# Work to do
**A)** In the physics lecture transcript, what is responsible for the acceleration of small m along the horizontal direction?
**B)** Reproduce the physics lecture transcript word for word, from "So let’s talk" up to and including "our equation no.2.".
**C)** Extend the physics lecture transcript on laws of motion beyond its final sentence.

--- START OF Text block ---

Welcome back, students, so, students we were talking about one beautiful example which we left in between, let’s continue that example. Well, that example was that there was this system and we were supposed to find accelerations. Well, we had reached till this state wherein we determined the FBD. We saw what were the direction of friction and also applying constrained equations, constrained methods by using of principle of virtual work, we found that if acceleration of capital M is a right wards, then acceleration of small m will be 2a down, and since capital M and small m are connected therefore acceleration of small m will be also small a right. So we reached till this point, now it is all about writing or using Laws of Motion correctly.
So let’s talk about Laws of Motion, first let’s analyse small m. Now along horizontal direction, students, N1 is responsible for acceleration. So along horizontal what can we say, N1 will be small ma. And in vertical direction we can say if acceleration is down, then we can say mg minus f1 minus t will be m into 2 a but since it is a kinetic friction because there will be relative slipping hence f1 will be Mu1 into N1 you see inter relation.
Now this is small m, let’s talk about or first let’s analyse let’s first write down net equation, if we use N1 from ma and put in the second equation what we will get. We will get mg minus Mu1 ma plus t is equal to 2 into ma. So let’s name this equation to be our equation no.2.

--- END OF Text block ---
--- START OF Data entries ---

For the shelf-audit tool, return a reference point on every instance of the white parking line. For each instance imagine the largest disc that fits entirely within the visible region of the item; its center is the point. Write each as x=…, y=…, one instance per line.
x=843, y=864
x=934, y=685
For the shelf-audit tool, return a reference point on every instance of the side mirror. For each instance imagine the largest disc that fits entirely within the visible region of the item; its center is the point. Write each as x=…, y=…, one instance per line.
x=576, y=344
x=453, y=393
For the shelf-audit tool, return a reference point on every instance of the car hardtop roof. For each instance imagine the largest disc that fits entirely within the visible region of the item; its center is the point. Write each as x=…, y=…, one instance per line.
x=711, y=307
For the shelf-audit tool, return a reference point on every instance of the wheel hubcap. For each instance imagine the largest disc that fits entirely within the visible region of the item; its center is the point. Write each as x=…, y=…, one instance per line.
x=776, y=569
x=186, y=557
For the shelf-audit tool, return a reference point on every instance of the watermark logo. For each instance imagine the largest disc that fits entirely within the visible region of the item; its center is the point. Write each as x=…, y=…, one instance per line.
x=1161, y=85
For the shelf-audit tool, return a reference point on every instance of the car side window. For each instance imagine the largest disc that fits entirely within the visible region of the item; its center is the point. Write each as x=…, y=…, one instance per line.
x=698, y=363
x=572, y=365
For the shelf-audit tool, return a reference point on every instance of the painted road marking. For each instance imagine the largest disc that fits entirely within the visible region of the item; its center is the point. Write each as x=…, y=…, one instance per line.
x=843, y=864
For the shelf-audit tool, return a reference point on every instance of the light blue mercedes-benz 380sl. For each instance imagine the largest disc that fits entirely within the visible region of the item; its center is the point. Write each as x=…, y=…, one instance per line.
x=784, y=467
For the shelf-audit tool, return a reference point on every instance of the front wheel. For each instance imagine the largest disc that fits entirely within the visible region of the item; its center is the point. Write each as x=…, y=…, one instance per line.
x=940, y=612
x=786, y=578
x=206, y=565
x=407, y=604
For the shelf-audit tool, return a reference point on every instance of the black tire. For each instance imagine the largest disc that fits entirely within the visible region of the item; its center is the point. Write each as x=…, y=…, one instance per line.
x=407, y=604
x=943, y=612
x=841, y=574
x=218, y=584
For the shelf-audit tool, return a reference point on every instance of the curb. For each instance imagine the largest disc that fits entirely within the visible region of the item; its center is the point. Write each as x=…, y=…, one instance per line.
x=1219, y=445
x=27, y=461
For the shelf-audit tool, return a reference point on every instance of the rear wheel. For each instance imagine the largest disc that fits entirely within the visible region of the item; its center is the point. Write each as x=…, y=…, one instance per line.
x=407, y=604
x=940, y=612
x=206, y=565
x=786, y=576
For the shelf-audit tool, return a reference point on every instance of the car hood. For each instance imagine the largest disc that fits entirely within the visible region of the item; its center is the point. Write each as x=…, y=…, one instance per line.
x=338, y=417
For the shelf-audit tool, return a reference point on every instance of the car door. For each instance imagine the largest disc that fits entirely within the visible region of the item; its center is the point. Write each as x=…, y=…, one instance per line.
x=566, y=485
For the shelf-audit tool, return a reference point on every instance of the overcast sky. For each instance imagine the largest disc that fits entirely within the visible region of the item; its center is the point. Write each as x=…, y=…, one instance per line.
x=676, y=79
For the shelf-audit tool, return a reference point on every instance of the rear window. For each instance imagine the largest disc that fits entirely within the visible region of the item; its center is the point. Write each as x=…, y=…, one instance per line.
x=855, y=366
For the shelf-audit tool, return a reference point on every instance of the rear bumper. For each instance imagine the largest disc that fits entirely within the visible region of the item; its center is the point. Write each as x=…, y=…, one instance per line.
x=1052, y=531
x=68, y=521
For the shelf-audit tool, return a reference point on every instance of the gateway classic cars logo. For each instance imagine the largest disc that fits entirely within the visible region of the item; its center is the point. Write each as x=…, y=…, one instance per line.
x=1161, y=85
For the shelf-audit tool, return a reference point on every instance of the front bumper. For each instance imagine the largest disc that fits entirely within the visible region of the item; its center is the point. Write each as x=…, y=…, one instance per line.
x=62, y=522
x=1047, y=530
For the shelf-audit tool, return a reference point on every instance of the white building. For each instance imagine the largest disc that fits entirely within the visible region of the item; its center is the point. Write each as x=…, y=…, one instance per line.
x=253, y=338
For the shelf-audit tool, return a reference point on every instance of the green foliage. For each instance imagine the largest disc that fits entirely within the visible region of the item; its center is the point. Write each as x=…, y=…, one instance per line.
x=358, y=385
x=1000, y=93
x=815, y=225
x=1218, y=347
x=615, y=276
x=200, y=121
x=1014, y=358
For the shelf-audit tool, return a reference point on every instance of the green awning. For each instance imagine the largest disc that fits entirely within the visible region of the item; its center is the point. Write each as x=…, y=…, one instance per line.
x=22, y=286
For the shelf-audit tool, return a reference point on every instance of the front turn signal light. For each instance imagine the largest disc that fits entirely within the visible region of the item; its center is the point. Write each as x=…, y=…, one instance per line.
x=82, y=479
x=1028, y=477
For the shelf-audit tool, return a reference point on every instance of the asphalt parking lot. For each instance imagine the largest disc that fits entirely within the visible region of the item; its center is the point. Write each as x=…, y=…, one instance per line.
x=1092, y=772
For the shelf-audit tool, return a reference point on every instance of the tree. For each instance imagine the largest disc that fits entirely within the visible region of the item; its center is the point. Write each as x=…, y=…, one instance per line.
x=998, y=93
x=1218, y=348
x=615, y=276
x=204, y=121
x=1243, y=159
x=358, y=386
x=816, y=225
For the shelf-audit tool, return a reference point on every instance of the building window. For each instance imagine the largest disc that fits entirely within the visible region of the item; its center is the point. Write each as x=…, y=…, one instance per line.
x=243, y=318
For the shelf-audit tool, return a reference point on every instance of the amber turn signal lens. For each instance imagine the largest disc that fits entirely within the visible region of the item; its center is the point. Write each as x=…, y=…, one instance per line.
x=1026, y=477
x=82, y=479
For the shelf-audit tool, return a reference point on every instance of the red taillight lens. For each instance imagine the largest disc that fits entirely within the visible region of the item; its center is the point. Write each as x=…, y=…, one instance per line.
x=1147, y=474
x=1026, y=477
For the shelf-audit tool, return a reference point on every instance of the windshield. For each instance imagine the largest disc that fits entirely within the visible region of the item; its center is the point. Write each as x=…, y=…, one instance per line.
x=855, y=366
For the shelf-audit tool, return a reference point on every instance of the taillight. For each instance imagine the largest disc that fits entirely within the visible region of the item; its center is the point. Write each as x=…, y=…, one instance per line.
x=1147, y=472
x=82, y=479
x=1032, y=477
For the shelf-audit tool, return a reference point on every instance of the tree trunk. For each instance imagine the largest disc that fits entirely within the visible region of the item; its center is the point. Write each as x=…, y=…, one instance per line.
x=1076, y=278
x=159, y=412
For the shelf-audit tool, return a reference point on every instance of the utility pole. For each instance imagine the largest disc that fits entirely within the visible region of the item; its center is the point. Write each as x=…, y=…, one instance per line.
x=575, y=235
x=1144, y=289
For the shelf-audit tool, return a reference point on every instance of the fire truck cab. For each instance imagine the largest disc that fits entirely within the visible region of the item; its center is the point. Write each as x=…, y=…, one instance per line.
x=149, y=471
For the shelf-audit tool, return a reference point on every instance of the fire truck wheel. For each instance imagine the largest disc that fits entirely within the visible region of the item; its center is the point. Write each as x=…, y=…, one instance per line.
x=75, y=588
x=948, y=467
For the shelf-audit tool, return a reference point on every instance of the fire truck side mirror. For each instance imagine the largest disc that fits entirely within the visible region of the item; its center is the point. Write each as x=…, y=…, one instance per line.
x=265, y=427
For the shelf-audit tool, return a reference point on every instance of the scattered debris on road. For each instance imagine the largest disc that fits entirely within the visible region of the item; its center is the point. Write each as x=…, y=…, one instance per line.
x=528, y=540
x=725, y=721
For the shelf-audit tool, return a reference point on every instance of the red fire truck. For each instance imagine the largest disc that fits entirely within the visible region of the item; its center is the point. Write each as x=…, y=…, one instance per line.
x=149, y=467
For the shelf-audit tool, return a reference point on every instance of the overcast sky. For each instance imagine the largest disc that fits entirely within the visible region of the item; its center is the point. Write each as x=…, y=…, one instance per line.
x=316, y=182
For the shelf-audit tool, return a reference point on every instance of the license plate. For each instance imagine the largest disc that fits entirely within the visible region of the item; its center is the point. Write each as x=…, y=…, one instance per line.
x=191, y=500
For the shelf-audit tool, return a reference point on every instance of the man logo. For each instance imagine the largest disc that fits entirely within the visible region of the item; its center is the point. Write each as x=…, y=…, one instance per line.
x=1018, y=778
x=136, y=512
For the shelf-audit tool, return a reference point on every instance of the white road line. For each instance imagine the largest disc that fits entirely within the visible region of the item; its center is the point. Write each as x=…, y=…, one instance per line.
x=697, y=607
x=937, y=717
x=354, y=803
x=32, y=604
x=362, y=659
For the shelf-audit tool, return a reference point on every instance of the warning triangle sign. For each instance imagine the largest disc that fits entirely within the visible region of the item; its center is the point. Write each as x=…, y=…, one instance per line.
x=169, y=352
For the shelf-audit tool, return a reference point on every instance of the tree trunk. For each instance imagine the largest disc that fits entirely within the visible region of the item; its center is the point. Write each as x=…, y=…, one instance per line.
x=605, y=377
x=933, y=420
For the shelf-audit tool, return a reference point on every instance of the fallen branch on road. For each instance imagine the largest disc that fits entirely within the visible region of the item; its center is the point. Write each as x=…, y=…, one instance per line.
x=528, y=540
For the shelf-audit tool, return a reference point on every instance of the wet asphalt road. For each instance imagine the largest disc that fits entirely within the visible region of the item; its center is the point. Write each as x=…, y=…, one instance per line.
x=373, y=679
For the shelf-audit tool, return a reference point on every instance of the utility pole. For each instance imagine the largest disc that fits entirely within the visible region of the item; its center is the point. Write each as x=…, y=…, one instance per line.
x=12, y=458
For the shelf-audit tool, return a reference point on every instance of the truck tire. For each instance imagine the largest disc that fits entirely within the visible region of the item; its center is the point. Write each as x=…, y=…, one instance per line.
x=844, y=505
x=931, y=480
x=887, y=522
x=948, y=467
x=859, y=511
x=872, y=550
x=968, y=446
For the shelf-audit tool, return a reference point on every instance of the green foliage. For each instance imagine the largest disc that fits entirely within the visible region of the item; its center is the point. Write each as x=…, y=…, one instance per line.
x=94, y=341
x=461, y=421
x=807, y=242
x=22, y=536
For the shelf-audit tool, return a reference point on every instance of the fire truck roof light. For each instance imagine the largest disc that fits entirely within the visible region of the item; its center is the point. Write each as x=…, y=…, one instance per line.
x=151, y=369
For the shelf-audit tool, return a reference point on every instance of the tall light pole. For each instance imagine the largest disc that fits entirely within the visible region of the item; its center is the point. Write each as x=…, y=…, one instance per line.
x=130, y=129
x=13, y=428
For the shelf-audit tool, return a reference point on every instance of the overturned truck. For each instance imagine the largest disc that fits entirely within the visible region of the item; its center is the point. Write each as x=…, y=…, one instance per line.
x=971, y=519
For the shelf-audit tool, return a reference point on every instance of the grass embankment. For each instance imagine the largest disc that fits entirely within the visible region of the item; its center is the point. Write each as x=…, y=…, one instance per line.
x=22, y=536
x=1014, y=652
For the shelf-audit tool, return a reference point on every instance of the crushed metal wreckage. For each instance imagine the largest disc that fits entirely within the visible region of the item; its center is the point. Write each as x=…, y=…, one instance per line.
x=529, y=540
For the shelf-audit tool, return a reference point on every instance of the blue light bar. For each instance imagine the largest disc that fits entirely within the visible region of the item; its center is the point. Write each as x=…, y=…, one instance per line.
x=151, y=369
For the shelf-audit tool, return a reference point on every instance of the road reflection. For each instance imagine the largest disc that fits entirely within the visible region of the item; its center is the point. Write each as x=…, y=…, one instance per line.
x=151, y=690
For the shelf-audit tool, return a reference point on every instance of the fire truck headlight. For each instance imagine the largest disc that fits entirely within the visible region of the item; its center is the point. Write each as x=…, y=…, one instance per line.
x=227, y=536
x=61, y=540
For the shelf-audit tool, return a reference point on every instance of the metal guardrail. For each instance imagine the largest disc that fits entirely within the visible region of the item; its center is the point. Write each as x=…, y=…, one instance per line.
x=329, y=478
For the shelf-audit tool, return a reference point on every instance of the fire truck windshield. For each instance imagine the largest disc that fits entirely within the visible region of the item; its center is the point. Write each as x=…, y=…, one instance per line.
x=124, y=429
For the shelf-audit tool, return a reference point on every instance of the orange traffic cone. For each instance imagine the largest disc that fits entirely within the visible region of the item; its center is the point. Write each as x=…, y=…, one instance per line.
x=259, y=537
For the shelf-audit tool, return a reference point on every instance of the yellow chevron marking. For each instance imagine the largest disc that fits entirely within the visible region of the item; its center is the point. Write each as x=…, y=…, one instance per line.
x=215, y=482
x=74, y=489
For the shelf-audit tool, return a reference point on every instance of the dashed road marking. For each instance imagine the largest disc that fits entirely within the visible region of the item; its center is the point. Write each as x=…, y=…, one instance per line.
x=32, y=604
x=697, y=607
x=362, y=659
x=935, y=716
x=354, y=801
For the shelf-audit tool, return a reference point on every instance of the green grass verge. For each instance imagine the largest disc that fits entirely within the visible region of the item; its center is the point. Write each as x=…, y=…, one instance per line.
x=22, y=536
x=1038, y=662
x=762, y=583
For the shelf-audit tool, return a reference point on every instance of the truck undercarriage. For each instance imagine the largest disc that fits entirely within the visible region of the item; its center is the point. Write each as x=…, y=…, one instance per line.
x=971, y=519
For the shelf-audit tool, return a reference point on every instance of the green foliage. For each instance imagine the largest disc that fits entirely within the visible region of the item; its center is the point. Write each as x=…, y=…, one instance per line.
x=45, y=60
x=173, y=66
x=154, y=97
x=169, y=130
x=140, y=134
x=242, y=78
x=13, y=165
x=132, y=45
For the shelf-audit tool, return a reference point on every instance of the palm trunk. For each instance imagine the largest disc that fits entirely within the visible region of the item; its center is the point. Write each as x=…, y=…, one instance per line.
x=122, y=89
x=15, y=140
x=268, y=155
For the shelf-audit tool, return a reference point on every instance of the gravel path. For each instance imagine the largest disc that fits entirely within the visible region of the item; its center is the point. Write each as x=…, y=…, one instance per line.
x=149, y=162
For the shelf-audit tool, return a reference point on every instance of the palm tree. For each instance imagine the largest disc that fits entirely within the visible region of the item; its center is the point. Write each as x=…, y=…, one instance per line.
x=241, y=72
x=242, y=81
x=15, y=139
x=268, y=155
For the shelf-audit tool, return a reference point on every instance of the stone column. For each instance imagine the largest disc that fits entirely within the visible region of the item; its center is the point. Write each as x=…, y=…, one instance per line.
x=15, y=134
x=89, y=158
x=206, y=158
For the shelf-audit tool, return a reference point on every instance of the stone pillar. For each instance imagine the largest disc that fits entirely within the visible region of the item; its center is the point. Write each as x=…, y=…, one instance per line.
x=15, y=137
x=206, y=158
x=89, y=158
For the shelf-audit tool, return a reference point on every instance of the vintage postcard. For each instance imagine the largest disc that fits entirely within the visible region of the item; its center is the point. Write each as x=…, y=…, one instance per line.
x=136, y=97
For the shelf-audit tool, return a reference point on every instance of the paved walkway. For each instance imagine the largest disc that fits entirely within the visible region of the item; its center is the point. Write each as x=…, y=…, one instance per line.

--- END OF Data entries ---

# Task responses
**A)** N1 is responsible for it, so N1 equals small ma.

**B)**
So let’s talk about Laws of Motion, first let’s analyse small m. Now along horizontal direction, students, N1 is responsible for acceleration. So along horizontal what can we say, N1 will be small ma. And in vertical direction we can say if acceleration is down, then we can say mg minus f1 minus t will be m into 2 a but since it is a kinetic friction because there will be relative slipping hence f1 will be Mu1 into N1 you see inter relation.
Now this is small m, let’s talk about or first let’s analyse let’s first write down net equation, if we use N1 from ma and put in the second equation what we will get. We will get mg minus Mu1 ma plus t is equal to 2 into ma. So let’s name this equation to be our equation no.2.

**C)**
Now we will talk about capital M, students, this was the FBD of capital M. Now along vertical direction first we can see that net force along vertical will be zero because there is no acceleration. Hence what can we say N2, right, this is thus upwards minus capital Mg minus f1 minus T will be zero. That is N2 will be equal to T plus f1 which was Mu1N1 plus Mg. Along horizontal what can we see, we can see 2 T tension right will try to pull the capital M block right. N1 and friction will oppose it. So 2T minus N1 minus f2 that is Mu2N2 will be capital Ma. Now we put N2 into this equation what do we get, we will get this particular expression, so I am solving what we will get. On solving we will get 2T minus whole bracket small ma plus Mu2T plus Mu1Mu2 small ma plus Mu2 capital Mg is equal to capital Ma. On further solving from all the equations we get the result acceleration to be two times small m minus Mu2 into capital M plus small m into g upon capital M plus small m into 5 plus 2 Mu1 minus Mu2.
Students, of course, I was very fast from equation no. 4 onwards and the solving of it, you can always do it. But the main crux or the main heart of this problem is to write Laws of Motion equations correctly, to write constrained relations correctly, to mention all the forces correctly and to make sure the direction of friction has been taken correctly.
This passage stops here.